A tak na poważnie, to pompa pompie nierówna i stąd trudno na Twoje pytania odpowiedzieć :(.
Henok-masz rację!!!!!!!

U mnie w Climie wycenione pompę na prawie 40 tyś, taką samą wyproodukowaną w "Zakładzie" mogę kupic za 20 tyś gora :wink: :)

Sako
19-07-2007, 00:56
Proponuję zapoznać się z 1708 postami w tym wątku i sprawa będzie dla Ciebie jasna jak słońce :wink: .
A tak na poważnie, to pompa pompie nierówna i stąd trudno na Twoje pytania odpowiedzieć :(.

Tak czy owak, czytanie 1708 postow nie ma wiekszego sensu, jesli w nich wlasciciele pomp nie beda podawali ile ich to kosztowalo i przy jakich oczekiwanych parametrach, a takich postow nie ma niestety za wiele :)

§ **DOSTARCZONY MATERIAŁ**
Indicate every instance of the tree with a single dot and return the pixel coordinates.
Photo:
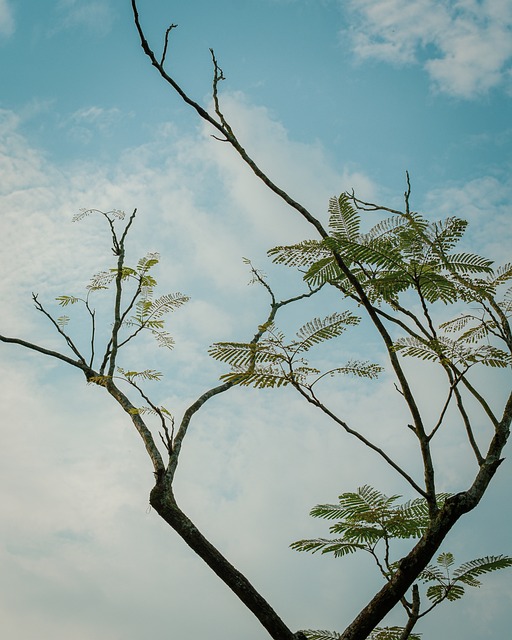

§ **ZADANIA**
1 > Jak brzmiałby fragment o pompach od „U mnie w Climie” do „słońce :wink: .”, gdy zamienisz „wątku” na „temacie”?
2 > Jak krócej ująć akapit fragmentu o pompach zaczynający się od „Tak czy owak”, zachowując jego główne fakty?
3 > Jakie różne emotikony pojawiają się we fragmencie o pompach? Wymień każdą jeden raz.

§ **ODPOWIEDZI DO ZADAŃ**
1 >
U mnie w Climie wycenione pompę na prawie 40 tyś, taką samą wyproodukowaną w "Zakładzie" mogę kupic za 20 tyś gora :wink: :)

Sako
19-07-2007, 00:56
Proponuję zapoznać się z 1708 postami w tym temacie i sprawa będzie dla Ciebie jasna jak słońce :wink: .

2 > Czytanie 1708 postów niewiele daje, bo właściciele pomp rzadko podają w nich, ile zapłacili i przy jakich oczekiwanych parametrach.

3 >
:(
:wink:
:)